--- Start DATA LISTING ---
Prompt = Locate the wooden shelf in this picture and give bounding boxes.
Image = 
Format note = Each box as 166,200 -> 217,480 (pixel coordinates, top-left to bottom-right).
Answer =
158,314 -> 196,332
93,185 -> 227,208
--- End DATA LISTING ---
» **TASK TO COMPLETE**: Retype each row above, line for line, with no changes.

» **CORRECT OUTPUT**:
Prompt = Locate the wooden shelf in this picture and give bounding boxes.
Image = 
Format note = Each box as 166,200 -> 217,480 (pixel coordinates, top-left to bottom-right).
Answer =
158,314 -> 196,332
93,185 -> 227,208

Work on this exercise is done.